▶ _Work to do_
Copy the lines of the listing word for word, starting at the line that contains "the black t-shirt" and ending at the line that contains "x=285, y=517".

— START Given information —

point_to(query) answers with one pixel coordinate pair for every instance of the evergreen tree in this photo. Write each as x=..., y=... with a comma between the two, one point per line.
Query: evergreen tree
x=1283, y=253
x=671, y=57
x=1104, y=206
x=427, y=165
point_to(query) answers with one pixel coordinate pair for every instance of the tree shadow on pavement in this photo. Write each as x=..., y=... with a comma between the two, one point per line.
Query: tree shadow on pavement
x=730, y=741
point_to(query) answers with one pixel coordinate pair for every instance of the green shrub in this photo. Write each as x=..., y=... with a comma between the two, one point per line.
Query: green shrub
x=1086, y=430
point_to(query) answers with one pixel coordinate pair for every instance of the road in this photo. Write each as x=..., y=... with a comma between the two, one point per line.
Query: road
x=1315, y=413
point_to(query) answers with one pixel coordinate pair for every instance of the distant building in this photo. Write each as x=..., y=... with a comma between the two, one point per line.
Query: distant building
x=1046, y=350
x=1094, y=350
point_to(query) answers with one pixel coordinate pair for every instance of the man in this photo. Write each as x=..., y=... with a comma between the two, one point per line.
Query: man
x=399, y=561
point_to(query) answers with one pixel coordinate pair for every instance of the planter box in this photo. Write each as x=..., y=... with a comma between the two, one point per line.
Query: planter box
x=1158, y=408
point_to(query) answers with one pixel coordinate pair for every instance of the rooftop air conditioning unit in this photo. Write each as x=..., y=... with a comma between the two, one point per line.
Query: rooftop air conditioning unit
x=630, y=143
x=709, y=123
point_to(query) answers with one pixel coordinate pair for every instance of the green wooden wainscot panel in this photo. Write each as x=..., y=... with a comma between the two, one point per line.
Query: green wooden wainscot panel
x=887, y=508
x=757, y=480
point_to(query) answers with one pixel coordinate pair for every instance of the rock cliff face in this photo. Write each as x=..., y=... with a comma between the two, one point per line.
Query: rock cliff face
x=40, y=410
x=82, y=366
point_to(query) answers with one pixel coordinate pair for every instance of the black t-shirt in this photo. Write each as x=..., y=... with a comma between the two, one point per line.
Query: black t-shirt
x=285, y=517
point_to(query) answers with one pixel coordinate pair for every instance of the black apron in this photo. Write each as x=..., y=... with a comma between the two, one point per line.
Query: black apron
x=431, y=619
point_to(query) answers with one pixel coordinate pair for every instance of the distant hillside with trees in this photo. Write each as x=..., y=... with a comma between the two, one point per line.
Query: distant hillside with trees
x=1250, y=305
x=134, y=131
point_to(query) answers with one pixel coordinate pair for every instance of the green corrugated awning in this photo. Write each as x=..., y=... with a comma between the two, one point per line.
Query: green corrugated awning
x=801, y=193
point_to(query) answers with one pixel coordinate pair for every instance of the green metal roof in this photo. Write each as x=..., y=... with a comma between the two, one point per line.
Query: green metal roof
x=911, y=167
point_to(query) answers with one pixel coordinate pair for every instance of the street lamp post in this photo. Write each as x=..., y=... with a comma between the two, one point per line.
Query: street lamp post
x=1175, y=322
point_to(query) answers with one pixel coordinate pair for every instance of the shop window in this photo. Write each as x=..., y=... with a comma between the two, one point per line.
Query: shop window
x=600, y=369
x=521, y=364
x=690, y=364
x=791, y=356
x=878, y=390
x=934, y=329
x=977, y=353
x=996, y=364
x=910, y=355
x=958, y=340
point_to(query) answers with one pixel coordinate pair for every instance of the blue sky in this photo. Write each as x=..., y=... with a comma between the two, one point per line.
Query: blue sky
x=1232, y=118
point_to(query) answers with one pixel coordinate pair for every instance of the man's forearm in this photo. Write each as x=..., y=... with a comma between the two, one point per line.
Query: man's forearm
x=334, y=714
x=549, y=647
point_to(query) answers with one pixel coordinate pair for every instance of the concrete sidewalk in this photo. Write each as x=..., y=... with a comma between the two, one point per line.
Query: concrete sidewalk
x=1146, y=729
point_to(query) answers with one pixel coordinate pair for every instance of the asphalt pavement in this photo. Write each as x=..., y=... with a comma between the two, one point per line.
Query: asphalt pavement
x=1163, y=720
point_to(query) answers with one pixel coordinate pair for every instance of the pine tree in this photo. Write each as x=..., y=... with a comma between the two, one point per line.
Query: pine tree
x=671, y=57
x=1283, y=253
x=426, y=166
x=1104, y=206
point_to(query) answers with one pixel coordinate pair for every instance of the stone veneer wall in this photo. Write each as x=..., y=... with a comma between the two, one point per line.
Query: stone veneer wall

— END Given information —

▶ _Response_
point_to(query) answers with one pixel coordinate pair for every instance of the black t-shirt in this photo. Write each as x=..., y=... with a comma between the two, one point per line.
Query: black t-shirt
x=285, y=517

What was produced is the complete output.